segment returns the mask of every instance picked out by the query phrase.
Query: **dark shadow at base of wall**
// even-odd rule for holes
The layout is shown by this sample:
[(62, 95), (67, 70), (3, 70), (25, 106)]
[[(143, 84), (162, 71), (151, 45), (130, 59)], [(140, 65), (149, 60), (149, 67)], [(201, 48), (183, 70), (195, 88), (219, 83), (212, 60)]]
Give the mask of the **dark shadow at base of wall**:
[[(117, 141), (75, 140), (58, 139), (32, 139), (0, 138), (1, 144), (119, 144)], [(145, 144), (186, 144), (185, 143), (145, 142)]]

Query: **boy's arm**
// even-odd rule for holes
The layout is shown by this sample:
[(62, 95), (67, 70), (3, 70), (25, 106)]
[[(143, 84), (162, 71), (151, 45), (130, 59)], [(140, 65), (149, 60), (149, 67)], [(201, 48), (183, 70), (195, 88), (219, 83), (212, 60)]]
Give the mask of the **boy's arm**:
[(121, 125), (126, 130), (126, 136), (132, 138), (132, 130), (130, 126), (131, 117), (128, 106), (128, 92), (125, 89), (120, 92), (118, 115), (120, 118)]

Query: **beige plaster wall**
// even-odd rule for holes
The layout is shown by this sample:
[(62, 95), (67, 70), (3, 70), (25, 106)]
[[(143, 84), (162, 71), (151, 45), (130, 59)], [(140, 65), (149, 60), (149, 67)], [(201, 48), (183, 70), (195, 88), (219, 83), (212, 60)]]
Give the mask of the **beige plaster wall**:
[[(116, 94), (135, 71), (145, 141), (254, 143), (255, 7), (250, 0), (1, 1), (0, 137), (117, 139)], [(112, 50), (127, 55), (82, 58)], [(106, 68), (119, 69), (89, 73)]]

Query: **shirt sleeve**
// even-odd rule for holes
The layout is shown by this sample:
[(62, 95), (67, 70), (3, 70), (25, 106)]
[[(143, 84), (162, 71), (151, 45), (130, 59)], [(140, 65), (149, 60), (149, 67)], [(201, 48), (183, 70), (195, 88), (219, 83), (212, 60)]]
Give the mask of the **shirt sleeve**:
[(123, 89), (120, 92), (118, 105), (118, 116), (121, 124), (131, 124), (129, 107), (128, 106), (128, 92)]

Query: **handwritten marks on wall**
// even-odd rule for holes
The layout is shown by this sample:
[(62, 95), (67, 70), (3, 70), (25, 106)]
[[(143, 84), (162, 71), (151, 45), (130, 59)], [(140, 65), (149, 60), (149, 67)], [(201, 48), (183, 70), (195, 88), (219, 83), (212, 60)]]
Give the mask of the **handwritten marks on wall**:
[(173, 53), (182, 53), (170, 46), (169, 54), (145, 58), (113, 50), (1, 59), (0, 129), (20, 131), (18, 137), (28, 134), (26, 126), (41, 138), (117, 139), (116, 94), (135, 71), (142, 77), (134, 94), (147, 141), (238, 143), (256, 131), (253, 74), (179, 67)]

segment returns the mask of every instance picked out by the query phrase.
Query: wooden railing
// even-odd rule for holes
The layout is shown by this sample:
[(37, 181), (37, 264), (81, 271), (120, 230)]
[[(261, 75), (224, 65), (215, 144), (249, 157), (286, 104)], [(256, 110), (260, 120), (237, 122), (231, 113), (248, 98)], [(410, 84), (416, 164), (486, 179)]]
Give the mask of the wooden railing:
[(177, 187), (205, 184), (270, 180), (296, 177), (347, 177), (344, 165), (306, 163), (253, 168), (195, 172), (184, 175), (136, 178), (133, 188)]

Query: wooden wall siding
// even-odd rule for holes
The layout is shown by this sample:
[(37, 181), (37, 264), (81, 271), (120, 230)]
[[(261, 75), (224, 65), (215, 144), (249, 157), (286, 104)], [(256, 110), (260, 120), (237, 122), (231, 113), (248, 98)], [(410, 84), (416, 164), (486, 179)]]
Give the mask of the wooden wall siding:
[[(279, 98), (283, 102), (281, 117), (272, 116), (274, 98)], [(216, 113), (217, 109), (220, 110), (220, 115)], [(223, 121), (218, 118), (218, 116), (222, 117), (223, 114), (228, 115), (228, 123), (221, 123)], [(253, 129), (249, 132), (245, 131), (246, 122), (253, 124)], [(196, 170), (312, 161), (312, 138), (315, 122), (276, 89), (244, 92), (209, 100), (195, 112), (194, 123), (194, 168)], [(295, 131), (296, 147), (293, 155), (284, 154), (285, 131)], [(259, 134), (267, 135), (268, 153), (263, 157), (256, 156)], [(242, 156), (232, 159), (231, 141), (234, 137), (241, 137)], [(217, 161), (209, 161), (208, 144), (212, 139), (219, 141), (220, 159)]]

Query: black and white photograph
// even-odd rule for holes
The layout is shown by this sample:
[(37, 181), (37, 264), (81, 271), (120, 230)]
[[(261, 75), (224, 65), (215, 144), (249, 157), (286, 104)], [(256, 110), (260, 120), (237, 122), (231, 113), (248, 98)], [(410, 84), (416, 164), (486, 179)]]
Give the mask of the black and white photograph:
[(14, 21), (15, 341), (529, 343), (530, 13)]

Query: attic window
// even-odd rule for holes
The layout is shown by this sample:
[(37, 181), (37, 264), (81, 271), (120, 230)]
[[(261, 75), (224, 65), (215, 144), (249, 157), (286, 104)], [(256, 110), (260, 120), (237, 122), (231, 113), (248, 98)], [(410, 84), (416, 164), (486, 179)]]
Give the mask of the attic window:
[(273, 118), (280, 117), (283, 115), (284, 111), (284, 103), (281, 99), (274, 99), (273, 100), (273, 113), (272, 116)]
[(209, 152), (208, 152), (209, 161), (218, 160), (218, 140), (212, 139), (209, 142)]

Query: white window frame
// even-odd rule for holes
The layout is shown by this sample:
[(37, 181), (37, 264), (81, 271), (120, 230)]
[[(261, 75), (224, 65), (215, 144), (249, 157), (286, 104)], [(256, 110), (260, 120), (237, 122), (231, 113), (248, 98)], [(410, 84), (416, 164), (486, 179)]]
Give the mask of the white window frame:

__________________________________________________

> Task details: Rewrite all of the entries above with "sample" replaced by "example" everywhere it occurs, leaving everything else unchanged.

> Output for this task:
segment returns the mask of every instance picked out by the query phrase.
Query: **dark shadow at base of wall**
// even-odd rule for holes
The layout is shown by this example:
[(62, 95), (67, 70), (3, 70), (25, 106)]
[[(143, 84), (162, 71), (151, 45), (130, 59)], [(140, 65), (149, 60), (149, 67)], [(201, 48), (183, 70), (195, 88), (219, 83), (212, 60)]]
Give the mask of the **dark shadow at base of wall**:
[[(117, 141), (75, 140), (58, 139), (32, 139), (0, 138), (1, 144), (119, 144)], [(145, 144), (186, 144), (185, 143), (145, 142)]]

Query: **boy's arm**
// even-odd rule for holes
The layout is shown by this example:
[(62, 95), (67, 70), (3, 70), (25, 106)]
[[(143, 84), (162, 71), (151, 45), (130, 59)], [(140, 65), (149, 60), (149, 67)], [(201, 48), (183, 70), (195, 88), (219, 83), (212, 60)]]
Give the mask of the **boy's arm**:
[(121, 125), (126, 130), (126, 136), (132, 138), (132, 130), (130, 126), (131, 117), (128, 106), (128, 92), (125, 89), (120, 92), (118, 115), (120, 118)]

Query: **beige plaster wall**
// even-odd rule for holes
The layout is shown by this example:
[(62, 95), (67, 70), (3, 70), (25, 106)]
[[(143, 84), (162, 71), (151, 45), (130, 59)], [(140, 65), (149, 60), (149, 67)], [(201, 48), (183, 70), (195, 88), (219, 83), (212, 60)]]
Give the mask of the **beige plaster wall**:
[[(116, 94), (135, 71), (145, 141), (254, 143), (255, 7), (250, 0), (1, 1), (0, 137), (117, 139)], [(112, 50), (127, 55), (82, 58)], [(106, 68), (119, 69), (89, 73)]]

Query: **shirt sleeve**
// even-odd rule for holes
The layout is shown by this example:
[(62, 95), (67, 70), (3, 70), (25, 106)]
[[(143, 84), (162, 71), (151, 45), (130, 59)], [(140, 65), (149, 60), (149, 67)], [(201, 48), (183, 70), (195, 88), (219, 83), (212, 60)]]
Give the mask of the **shirt sleeve**:
[(123, 89), (120, 92), (118, 105), (118, 116), (121, 124), (131, 124), (129, 107), (128, 106), (128, 92)]

Query: **handwritten marks on wall**
// even-odd rule for holes
The layout is shown by this example:
[(62, 95), (67, 70), (3, 70), (25, 106)]
[[(143, 84), (162, 71), (151, 45), (130, 59)], [(140, 65), (149, 60), (149, 67)], [(201, 48), (183, 70), (195, 88), (219, 83), (212, 60)]]
Give the mask of the **handwritten marks on wall**:
[(173, 53), (182, 53), (170, 46), (169, 54), (145, 58), (113, 50), (1, 59), (0, 129), (20, 131), (18, 137), (28, 134), (26, 126), (41, 138), (117, 139), (116, 94), (135, 71), (142, 77), (134, 94), (147, 141), (238, 143), (256, 131), (253, 74), (179, 67)]

segment returns the mask of every instance picked out by the query phrase.
Query: wooden railing
// even-odd rule for holes
The layout is shown by this example:
[(37, 181), (37, 264), (81, 271), (120, 230)]
[[(261, 75), (224, 65), (215, 144), (249, 157), (286, 104)], [(256, 110), (260, 120), (237, 122), (231, 113), (248, 98)], [(410, 84), (416, 164), (486, 179)]]
Give the mask of the wooden railing:
[(177, 187), (205, 184), (270, 180), (296, 177), (347, 177), (344, 165), (306, 163), (253, 168), (195, 172), (184, 175), (136, 178), (133, 188)]

Query: wooden wall siding
// even-odd rule for holes
The layout is shown by this example:
[(37, 181), (37, 264), (81, 271), (120, 230)]
[[(261, 75), (224, 65), (215, 144), (249, 157), (286, 104)], [(256, 110), (260, 120), (237, 122), (231, 113), (248, 98)], [(410, 84), (416, 164), (486, 179)]]
Give the mask of the wooden wall siding:
[[(279, 98), (283, 102), (281, 117), (272, 116), (274, 98)], [(216, 113), (217, 109), (220, 110), (220, 115)], [(223, 121), (218, 118), (218, 116), (222, 117), (223, 114), (228, 115), (228, 123), (221, 123)], [(253, 129), (249, 132), (245, 131), (246, 122), (253, 124)], [(196, 170), (312, 161), (312, 138), (315, 122), (276, 89), (244, 92), (209, 100), (195, 112), (194, 123), (194, 168)], [(295, 131), (296, 147), (293, 155), (284, 154), (285, 131)], [(259, 134), (267, 135), (268, 153), (263, 157), (256, 156)], [(242, 156), (232, 159), (231, 141), (234, 137), (241, 137)], [(217, 161), (209, 161), (208, 144), (212, 139), (219, 141), (220, 159)]]

Query: black and white photograph
// even-odd rule for holes
The layout is shown by this example:
[(37, 181), (37, 264), (81, 271), (120, 230)]
[[(261, 75), (224, 65), (215, 144), (249, 157), (286, 104)], [(256, 110), (260, 120), (237, 122), (231, 113), (248, 98)], [(410, 84), (416, 164), (486, 179)]]
Give the mask of the black and white photograph:
[(14, 21), (15, 341), (529, 343), (530, 13)]

Query: attic window
// even-odd rule for holes
The layout is shown by this example:
[(37, 181), (37, 264), (81, 271), (120, 230)]
[[(261, 75), (224, 65), (215, 144), (249, 157), (286, 104)], [(256, 110), (260, 120), (237, 122), (231, 113), (248, 98)], [(410, 84), (416, 164), (486, 179)]]
Give the mask of the attic window:
[(273, 118), (280, 117), (283, 115), (284, 111), (284, 103), (281, 99), (274, 99), (273, 100), (273, 113), (272, 116)]
[(209, 152), (208, 152), (209, 161), (218, 160), (218, 140), (212, 139), (209, 142)]

Query: white window frame
// even-odd rule for holes
The layout is shown by this example:
[(37, 181), (37, 264), (81, 271), (120, 230)]
[[(261, 75), (224, 65), (215, 144), (249, 157), (286, 104)], [(256, 110), (260, 120), (237, 122), (231, 113), (248, 98)], [(410, 84), (416, 164), (486, 179)]]
Give the mask of the white window frame:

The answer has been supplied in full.